- _Task objective_
Could you copy out the vhost patch thread word for word between "dev->iotlb = NULL;" and "stopped, because vhost_vq_reset()", inclusive?

- _Source_
Re: [PATCH 1/1] vhost: Protect the virtqueue from being cleared whilst still in use

Stefano Garzarella <sgarzare@xxxxxxxxxx> · Wed, 2 Mar 2022 16:36:43 +0100

On Wed, Mar 02, 2022 at 09:50:38AM -0500, Michael S. Tsirkin wrote:
On Wed, Mar 02, 2022 at 03:11:21PM +0100, Stefano Garzarella wrote:
On Wed, Mar 02, 2022 at 08:35:08AM -0500, Michael S. Tsirkin wrote:
> On Wed, Mar 02, 2022 at 10:34:46AM +0100, Stefano Garzarella wrote:
> > On Wed, Mar 02, 2022 at 07:54:21AM +0000, Lee Jones wrote:
> > > vhost_vsock_handle_tx_kick() already holds the mutex during its call
> > > to vhost_get_vq_desc().  All we have to do is take the same lock
> > > during virtqueue clean-up and we mitigate the reported issues.
> > >
> > > Link: https://syzkaller.appspot.com/bug?extid=279432d30d825e63ba00
> >
> > This issue is similar to [1] that should be already fixed upstream by [2].
> >
> > However I think this patch would have prevented some issues, because
> > vhost_vq_reset() sets vq->private to NULL, preventing the worker from
> > running.
> >
> > Anyway I think that when we enter in vhost_dev_cleanup() the worker should
> > be already stopped, so it shouldn't be necessary to take the mutex. But in
> > order to prevent future issues maybe it's better to take them, so:
> >
> > Reviewed-by: Stefano Garzarella <sgarzare@xxxxxxxxxx>
> >
> > [1]
> > https://syzkaller.appspot.com/bug?id=993d8b5e64393ed9e6a70f9ae4de0119c605a822
> > [2] https://git.kernel.org/pub/scm/linux/kernel/git/torvalds/linux.git/commit/?id=a58da53ffd70294ebea8ecd0eb45fd0d74add9f9
>
>
> Right. I want to queue this but I would like to get a warning
> so we can detect issues like [2] before they cause more issues.

I agree, what about moving the warning that we already have higher up, right
at the beginning of the function?

I mean something like this:

diff --git a/drivers/vhost/vhost.c b/drivers/vhost/vhost.c
index 59edb5a1ffe2..1721ff3f18c0 100644
--- a/drivers/vhost/vhost.c
+++ b/drivers/vhost/vhost.c
@@ -692,6 +692,8 @@ void vhost_dev_cleanup(struct vhost_dev *dev)
 {
        int i;
+       WARN_ON(!llist_empty(&dev->work_list));
+
        for (i = 0; i < dev->nvqs; ++i) {
                if (dev->vqs[i]->error_ctx)
                        eventfd_ctx_put(dev->vqs[i]->error_ctx);
@@ -712,7 +714,6 @@ void vhost_dev_cleanup(struct vhost_dev *dev)
        dev->iotlb = NULL;
        vhost_clear_msg(dev);
        wake_up_interruptible_poll(&dev->wait, EPOLLIN | EPOLLRDNORM);
-       WARN_ON(!llist_empty(&dev->work_list));
        if (dev->worker) {
                kthread_stop(dev->worker);
                dev->worker = NULL;


Hmm I'm not sure why it matters.

Because after this new patch, putting locks in the while loop, when we 
finish the loop the workers should be stopped, because vhost_vq_reset() 
sets vq->private to NULL.

But the best thing IMHO is to check that there is no backend set for 
each vq, so the workers have been stopped correctly at this point.

Thanks,
Stefano

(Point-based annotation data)
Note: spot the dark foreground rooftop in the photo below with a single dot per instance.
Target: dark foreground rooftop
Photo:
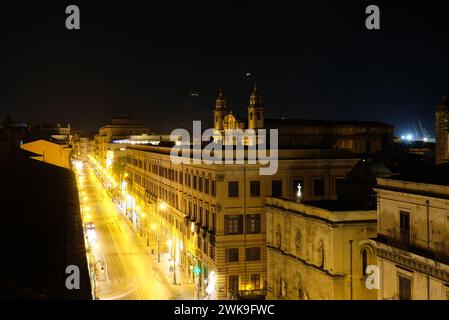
(41, 230)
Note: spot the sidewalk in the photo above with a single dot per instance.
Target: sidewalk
(184, 289)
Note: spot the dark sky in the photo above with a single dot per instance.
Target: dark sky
(310, 59)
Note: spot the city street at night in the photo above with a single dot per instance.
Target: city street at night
(125, 269)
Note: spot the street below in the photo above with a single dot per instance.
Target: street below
(122, 266)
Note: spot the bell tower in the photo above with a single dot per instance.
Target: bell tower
(255, 110)
(442, 131)
(219, 111)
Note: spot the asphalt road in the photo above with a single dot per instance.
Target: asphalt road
(124, 268)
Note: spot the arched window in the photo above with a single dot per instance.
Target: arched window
(364, 261)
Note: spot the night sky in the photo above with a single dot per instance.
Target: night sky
(310, 59)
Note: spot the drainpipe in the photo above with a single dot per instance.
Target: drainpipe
(428, 246)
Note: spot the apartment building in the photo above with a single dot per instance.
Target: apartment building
(211, 218)
(412, 243)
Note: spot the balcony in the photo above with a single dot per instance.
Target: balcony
(407, 241)
(258, 294)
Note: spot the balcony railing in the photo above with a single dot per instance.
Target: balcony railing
(408, 241)
(258, 294)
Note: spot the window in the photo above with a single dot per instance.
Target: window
(214, 222)
(213, 188)
(338, 185)
(206, 186)
(276, 188)
(232, 255)
(318, 187)
(255, 281)
(254, 188)
(404, 222)
(405, 288)
(253, 254)
(368, 146)
(298, 240)
(233, 224)
(233, 189)
(298, 189)
(278, 236)
(233, 283)
(364, 262)
(212, 251)
(253, 223)
(200, 184)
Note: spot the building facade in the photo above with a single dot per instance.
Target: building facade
(357, 136)
(213, 216)
(412, 243)
(316, 252)
(442, 131)
(57, 154)
(118, 128)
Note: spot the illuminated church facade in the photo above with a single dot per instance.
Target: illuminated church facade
(358, 136)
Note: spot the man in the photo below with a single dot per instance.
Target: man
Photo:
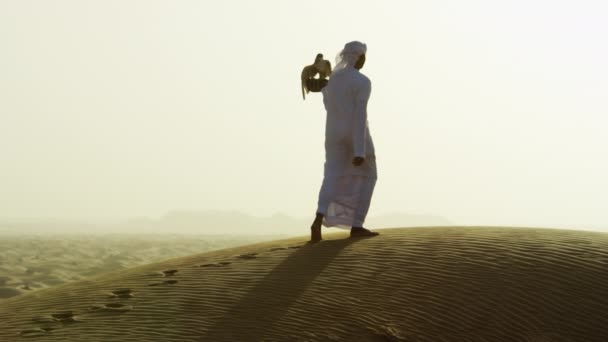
(350, 160)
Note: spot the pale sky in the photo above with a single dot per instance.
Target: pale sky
(484, 112)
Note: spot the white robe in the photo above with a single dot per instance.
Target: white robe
(347, 190)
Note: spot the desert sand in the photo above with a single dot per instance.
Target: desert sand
(30, 262)
(411, 284)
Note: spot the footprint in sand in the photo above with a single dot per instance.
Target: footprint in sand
(165, 282)
(110, 308)
(37, 332)
(122, 293)
(64, 317)
(247, 256)
(217, 264)
(169, 273)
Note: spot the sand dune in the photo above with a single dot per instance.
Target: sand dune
(415, 284)
(34, 262)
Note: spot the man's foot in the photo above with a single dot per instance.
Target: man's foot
(362, 232)
(315, 229)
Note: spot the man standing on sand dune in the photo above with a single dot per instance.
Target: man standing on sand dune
(350, 161)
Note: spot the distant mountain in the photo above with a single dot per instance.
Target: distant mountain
(210, 222)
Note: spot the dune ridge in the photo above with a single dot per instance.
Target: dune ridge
(409, 284)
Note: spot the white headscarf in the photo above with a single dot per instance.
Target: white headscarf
(349, 55)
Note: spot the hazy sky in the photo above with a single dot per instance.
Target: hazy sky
(485, 112)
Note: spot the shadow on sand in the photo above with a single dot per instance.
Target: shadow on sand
(269, 300)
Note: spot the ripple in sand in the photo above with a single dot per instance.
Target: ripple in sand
(124, 293)
(111, 308)
(166, 282)
(247, 256)
(33, 332)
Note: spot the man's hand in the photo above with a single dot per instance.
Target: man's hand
(357, 161)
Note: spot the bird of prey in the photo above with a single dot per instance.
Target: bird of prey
(320, 67)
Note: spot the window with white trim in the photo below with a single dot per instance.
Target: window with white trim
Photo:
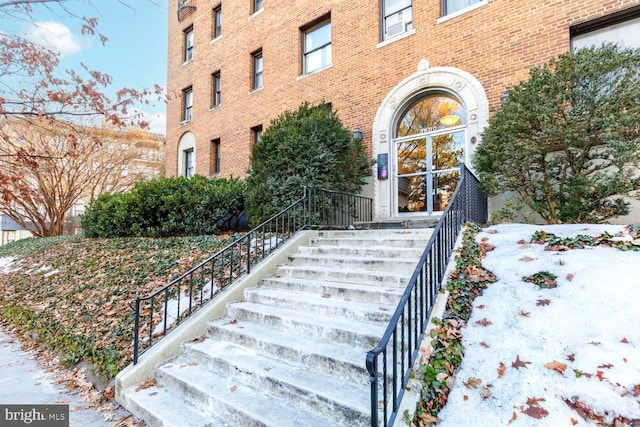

- _Answer in full_
dev->iotlb = NULL;
        vhost_clear_msg(dev);
        wake_up_interruptible_poll(&dev->wait, EPOLLIN | EPOLLRDNORM);
-       WARN_ON(!llist_empty(&dev->work_list));
        if (dev->worker) {
                kthread_stop(dev->worker);
                dev->worker = NULL;


Hmm I'm not sure why it matters.

Because after this new patch, putting locks in the while loop, when we 
finish the loop the workers should be stopped, because vhost_vq_reset()